### GIVEN TASK A
Write out the passage on the 1986 film Youngblood from "After his team" to "Memorial Cup playoffs.", word for word.

### PASSAGE PROVIDED
■ ■ ■ ■ ■

Youngblood (released in the Philippines as Fight for Love) is a 1986 American sports drama film directed, co-produced, and co-written by Peter Markle, and starring Rob Lowe, Cynthia Gibb and Patrick Swayze. The film's cast also includes Keanu Reeves in his first feature film role.

Plot
Dean Youngblood, a 17-year-old farmhand from rural New York, has dreams of playing in the National Hockey League. Dean voices these dreams to his father who disapproves; however, Dean's brother, Kelly, convinces their father to relent. Dean travels to Canada to try out for the Hamilton Mustangs where he demonstrates his offensive skills but displays a lack of physical toughness.

Dean earns the nickname "Pretty Boy" brought on by his rivalry with fellow hockey player Carl Racki. Racki, who is competing for a spot, engages him in a fight and quickly defeats him. Despite this, the Mustangs head coach, a former NHL All-Star, selects Dean for the team. Dean also begins a flirtation with the coach's daughter, Jessie.

After his team mentor, Derek Sutton, is deliberately injured by Racki (now with a rival team), Dean returns home. His brother inspires him to keep playing, and his brother teaches him some fighting skills off of the ice, his father teaches him on the ice. Dean returns to the team, ready to confront Racki in the final game of the Memorial Cup playoffs.

The game ends with a winning penalty shot goal by Dean with 3 seconds left. As time expires, he confronts and defeats Racki in a fight and is carried off the ice on the shoulders of his teammates.

Cast 

 Rob Lowe as Dean "Pretty Boy" Youngblood
 Charlie Wasley as young Dean Youngblood
 Ed Lauter as Murray Chadwick
 Cynthia Gibb as Jessie Chadwick
 Jim Youngs as Kelly Youngblood
 Ricky Davis as young Kelly Youngblood
 Patrick Swayze as Derek Sutton
 Fionnula Flanagan as Miss McGill
 Ken James as Frazier
 George J. Finn as Carl Racki
 Peter Faussett as Huey
 Eric Nesterenko as Blane Youngblood
 Keanu Reeves as Heaver

Cameos 
 Peter Zezel as Rossini, Mustang Player #1.
 Steve Thomas as Jordie, Mustang Player #4.

Production
The filming of Youngblood took place in the east end of Toronto in the summer of 1984. Ted Reeve Arena was used as the setting for the interior of the Hamilton Mustangs home rink while Scarborough Arena Gardens was used for the setting of the arena's exterior. St Michaels College School arena was used as well. While there was a Memorial Cup eligible Ontario Hockey League (OHL) team located in Hamilton in 1986, they were called the Hamilton Steelhawks, as compared to the film's fictional Hamilton Mustangs.

■ ■ ■ ■ ■

### RECORDS FOR THIS TASK

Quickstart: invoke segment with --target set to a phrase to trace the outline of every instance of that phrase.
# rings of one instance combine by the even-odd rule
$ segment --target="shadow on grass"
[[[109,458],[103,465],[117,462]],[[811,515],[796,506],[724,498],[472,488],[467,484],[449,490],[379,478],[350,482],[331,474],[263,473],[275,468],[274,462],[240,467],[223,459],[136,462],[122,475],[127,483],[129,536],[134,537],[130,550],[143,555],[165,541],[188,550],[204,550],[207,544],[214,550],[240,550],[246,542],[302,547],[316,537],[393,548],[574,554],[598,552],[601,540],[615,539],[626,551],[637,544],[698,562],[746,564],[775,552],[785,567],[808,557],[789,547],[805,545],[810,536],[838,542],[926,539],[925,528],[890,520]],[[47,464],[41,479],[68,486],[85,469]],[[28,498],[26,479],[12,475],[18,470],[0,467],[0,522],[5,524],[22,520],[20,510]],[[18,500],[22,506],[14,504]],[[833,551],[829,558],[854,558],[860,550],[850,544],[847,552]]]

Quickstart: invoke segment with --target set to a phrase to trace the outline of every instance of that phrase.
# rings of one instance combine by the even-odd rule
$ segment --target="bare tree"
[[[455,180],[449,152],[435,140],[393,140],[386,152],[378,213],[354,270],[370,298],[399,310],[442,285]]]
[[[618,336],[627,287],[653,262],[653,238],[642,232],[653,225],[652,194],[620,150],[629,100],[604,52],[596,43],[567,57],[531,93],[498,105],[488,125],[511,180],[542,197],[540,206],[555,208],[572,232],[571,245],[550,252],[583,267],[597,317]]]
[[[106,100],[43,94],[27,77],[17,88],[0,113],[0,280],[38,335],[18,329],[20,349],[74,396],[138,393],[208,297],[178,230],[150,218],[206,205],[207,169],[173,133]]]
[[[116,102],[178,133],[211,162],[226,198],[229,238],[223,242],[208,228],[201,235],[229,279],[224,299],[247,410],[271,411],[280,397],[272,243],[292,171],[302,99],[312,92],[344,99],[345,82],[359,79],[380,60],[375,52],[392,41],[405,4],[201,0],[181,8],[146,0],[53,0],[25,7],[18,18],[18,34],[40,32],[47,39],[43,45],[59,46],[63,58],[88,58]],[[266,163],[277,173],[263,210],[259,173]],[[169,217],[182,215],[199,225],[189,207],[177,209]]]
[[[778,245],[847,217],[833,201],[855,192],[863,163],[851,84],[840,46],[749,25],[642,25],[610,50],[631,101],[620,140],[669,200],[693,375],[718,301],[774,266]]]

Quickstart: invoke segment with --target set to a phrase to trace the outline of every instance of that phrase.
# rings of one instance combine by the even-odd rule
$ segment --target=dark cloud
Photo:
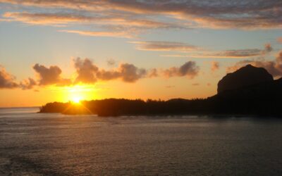
[[[13,89],[18,87],[15,77],[7,73],[0,65],[0,89]]]
[[[194,61],[188,61],[180,67],[171,67],[164,70],[166,77],[183,77],[187,76],[191,79],[195,77],[199,72],[199,67]]]
[[[245,60],[238,62],[235,65],[227,68],[227,72],[237,70],[245,65],[251,64],[255,67],[262,67],[266,69],[274,77],[282,76],[282,51],[279,51],[274,61]]]
[[[62,71],[58,66],[50,66],[48,68],[37,63],[33,66],[33,69],[38,73],[39,85],[65,86],[71,83],[70,80],[61,77]]]

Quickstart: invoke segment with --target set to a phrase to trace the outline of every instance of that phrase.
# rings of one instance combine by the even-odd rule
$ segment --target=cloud
[[[245,58],[264,56],[273,51],[270,44],[266,44],[263,49],[233,49],[220,51],[202,51],[201,53],[194,53],[190,55],[162,55],[164,57],[184,57],[184,58]]]
[[[20,83],[20,87],[21,87],[23,90],[32,89],[37,84],[37,83],[35,80],[29,77],[28,79],[25,80]]]
[[[106,71],[102,70],[97,73],[97,77],[101,80],[111,80],[121,78],[123,82],[135,82],[147,75],[147,70],[138,68],[133,64],[122,63],[118,69]]]
[[[30,13],[30,12],[6,12],[3,14],[2,21],[18,21],[26,24],[37,25],[66,26],[69,24],[94,25],[104,28],[105,31],[92,32],[81,30],[61,30],[61,32],[77,33],[83,35],[117,37],[111,34],[120,34],[124,37],[137,34],[146,29],[183,28],[180,25],[143,19],[142,17],[133,17],[126,14],[113,14],[104,12],[94,14],[82,15],[80,12],[62,13]]]
[[[120,79],[125,82],[135,82],[140,79],[160,76],[157,68],[149,70],[136,67],[130,63],[121,63],[118,68],[104,70],[95,65],[90,59],[78,58],[74,60],[77,77],[74,84],[94,84],[97,81],[109,81]],[[192,78],[197,75],[199,68],[195,62],[189,61],[179,68],[173,67],[161,71],[167,77],[188,76]]]
[[[81,30],[59,30],[67,33],[75,33],[80,35],[92,36],[92,37],[109,37],[117,38],[132,38],[133,36],[128,32],[108,32],[108,31],[81,31]]]
[[[75,83],[94,83],[97,82],[96,73],[99,68],[93,64],[92,61],[88,58],[82,60],[80,58],[77,58],[73,61],[78,74]]]
[[[212,62],[211,70],[212,72],[215,72],[219,69],[219,63],[216,61]]]
[[[130,42],[136,44],[138,50],[187,52],[199,50],[199,47],[181,42]]]
[[[33,69],[38,73],[39,85],[66,86],[71,83],[70,80],[61,77],[62,71],[58,66],[50,66],[48,68],[37,63],[33,66]]]
[[[0,2],[51,8],[92,13],[125,14],[170,18],[182,21],[183,26],[192,27],[233,28],[242,30],[275,29],[282,27],[281,1],[246,0],[121,0],[121,1],[67,1],[67,0],[0,0]],[[175,22],[174,22],[175,23]]]
[[[106,61],[106,64],[107,64],[109,66],[114,65],[116,65],[116,61],[114,60],[114,59],[112,59],[112,58],[108,59],[108,60]]]
[[[122,63],[116,69],[105,70],[99,69],[88,58],[82,60],[78,58],[74,61],[78,74],[75,84],[93,84],[97,80],[109,81],[116,79],[121,79],[126,82],[135,82],[147,75],[145,69],[138,68],[130,63]]]
[[[0,89],[13,89],[18,87],[15,82],[15,77],[6,71],[6,69],[0,65]]]
[[[279,44],[282,44],[282,37],[278,37],[278,38],[277,38],[277,42],[278,42]]]
[[[4,19],[10,21],[20,21],[27,24],[41,25],[59,25],[70,23],[85,23],[90,17],[71,13],[32,13],[28,12],[6,12]]]
[[[240,68],[245,65],[251,64],[255,67],[264,68],[274,77],[282,76],[282,51],[279,51],[274,61],[262,60],[245,60],[238,62],[235,65],[227,68],[227,72],[233,72],[237,70]]]
[[[157,68],[152,68],[148,71],[147,76],[149,77],[158,77],[159,73],[158,73],[158,70]]]
[[[197,75],[199,70],[195,62],[188,61],[180,67],[171,67],[166,69],[163,73],[166,77],[187,76],[192,79]]]

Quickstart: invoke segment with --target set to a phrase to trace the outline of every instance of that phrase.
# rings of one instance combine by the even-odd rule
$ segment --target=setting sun
[[[75,103],[80,103],[81,99],[80,97],[73,97],[72,101]]]

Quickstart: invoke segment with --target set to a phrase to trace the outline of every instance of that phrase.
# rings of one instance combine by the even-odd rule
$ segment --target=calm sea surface
[[[0,109],[0,175],[282,175],[282,120]]]

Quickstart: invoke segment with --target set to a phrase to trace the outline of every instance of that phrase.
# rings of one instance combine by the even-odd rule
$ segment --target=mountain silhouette
[[[273,81],[273,77],[263,68],[247,65],[237,71],[228,73],[219,82],[217,92],[235,89],[257,83]]]
[[[99,116],[171,115],[255,115],[282,117],[282,78],[274,80],[264,69],[247,65],[227,74],[219,82],[217,94],[207,99],[168,101],[107,99],[80,105],[49,103],[40,113],[97,114]]]

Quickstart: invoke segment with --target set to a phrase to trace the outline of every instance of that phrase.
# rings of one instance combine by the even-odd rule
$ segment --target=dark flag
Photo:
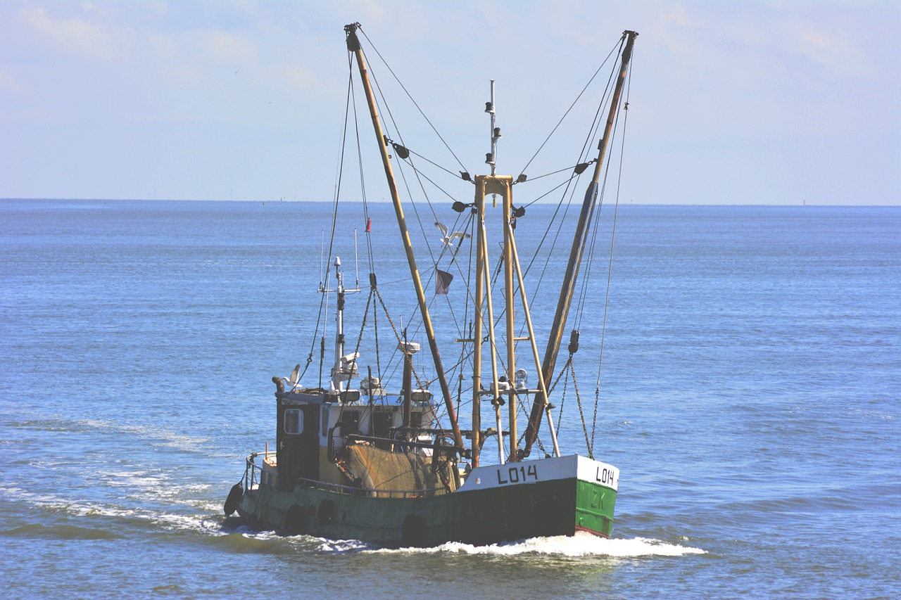
[[[440,268],[435,269],[435,295],[447,294],[450,282],[453,281],[453,276]]]

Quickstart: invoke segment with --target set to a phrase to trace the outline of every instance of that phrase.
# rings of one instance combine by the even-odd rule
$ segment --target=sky
[[[0,0],[0,197],[331,200],[354,22],[474,174],[489,80],[516,174],[634,30],[621,202],[901,205],[894,0]]]

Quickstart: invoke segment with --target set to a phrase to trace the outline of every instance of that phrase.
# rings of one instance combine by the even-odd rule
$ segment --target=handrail
[[[244,468],[244,489],[251,490],[253,486],[259,485],[257,476],[258,471],[262,471],[263,468],[255,462],[256,458],[262,452],[252,452],[247,457],[247,467]],[[375,489],[372,487],[354,487],[352,486],[342,486],[341,484],[319,481],[317,479],[307,479],[298,477],[297,483],[308,487],[317,487],[330,492],[347,494],[349,495],[366,495],[376,498],[431,498],[435,495],[441,495],[449,492],[445,487],[430,487],[429,489]]]
[[[340,484],[328,483],[327,481],[317,481],[316,479],[306,479],[298,477],[297,483],[310,487],[318,487],[330,492],[339,494],[348,494],[350,495],[367,495],[377,498],[431,498],[435,495],[447,494],[444,487],[432,487],[430,489],[375,489],[372,487],[353,487],[351,486],[341,486]]]

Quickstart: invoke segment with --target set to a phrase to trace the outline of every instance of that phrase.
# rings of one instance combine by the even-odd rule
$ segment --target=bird
[[[437,227],[438,231],[441,232],[442,236],[441,243],[446,244],[448,246],[453,246],[453,241],[451,241],[451,240],[453,240],[454,238],[460,238],[460,240],[465,240],[466,238],[470,237],[469,233],[464,233],[463,232],[454,232],[453,233],[450,233],[449,235],[448,228],[442,223],[438,223],[437,221],[435,222],[435,227]]]

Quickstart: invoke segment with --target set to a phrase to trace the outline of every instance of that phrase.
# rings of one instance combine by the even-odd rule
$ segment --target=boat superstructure
[[[435,223],[441,230],[442,243],[449,247],[471,238],[474,255],[474,282],[468,288],[473,306],[471,325],[466,336],[453,341],[471,348],[471,415],[469,428],[461,429],[393,173],[391,152],[404,159],[408,150],[392,142],[382,130],[359,30],[358,23],[345,27],[347,47],[365,91],[428,350],[407,339],[405,329],[397,330],[392,323],[391,345],[400,357],[403,377],[399,387],[386,389],[381,372],[373,374],[361,356],[359,341],[353,349],[346,343],[345,295],[361,290],[345,287],[341,262],[335,257],[330,266],[333,285],[323,285],[319,290],[336,298],[327,385],[304,386],[300,365],[288,377],[272,378],[276,449],[248,457],[244,476],[232,487],[225,513],[237,511],[252,527],[388,547],[450,541],[484,544],[572,535],[578,531],[609,536],[619,469],[593,457],[561,452],[549,398],[598,195],[601,166],[637,33],[626,32],[621,41],[610,114],[593,160],[594,177],[582,203],[543,358],[516,245],[516,219],[523,209],[514,205],[513,188],[524,181],[524,176],[494,173],[500,132],[495,126],[492,82],[492,102],[487,107],[492,119],[492,153],[487,157],[492,174],[470,177],[461,172],[461,177],[474,185],[475,194],[471,202],[454,203],[454,210],[471,216],[472,233],[449,233],[448,228]],[[584,170],[582,167],[578,172]],[[496,277],[491,272],[487,198],[501,201],[502,242]],[[380,301],[374,273],[369,284],[370,300]],[[503,291],[493,293],[494,287]],[[446,294],[446,286],[436,290]],[[570,358],[572,343],[578,346],[578,332],[573,337]],[[517,343],[525,348],[519,355]],[[322,344],[324,357],[324,337]],[[432,359],[431,381],[423,382],[416,372],[414,362],[420,352]],[[434,383],[438,389],[430,391]],[[459,393],[457,397],[459,403]],[[483,404],[489,419],[483,415]],[[521,434],[517,417],[528,405],[531,414]],[[533,456],[538,452],[533,452],[532,444],[542,423],[551,448],[544,456]]]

■ ■ ■ ■ ■

### GIVEN TASK B
Pull out every line in the listing that contains the string "dark". Case counts.

### FULL SOLUTION A
After his team mentor, Derek Sutton, is deliberately injured by Racki (now with a rival team), Dean returns home. His brother inspires him to keep playing, and his brother teaches him some fighting skills off of the ice, his father teaches him on the ice. Dean returns to the team, ready to confront Racki in the final game of the Memorial Cup playoffs.

### FULL SOLUTION B
$ segment --target=dark cloud
$ segment --target=dark flag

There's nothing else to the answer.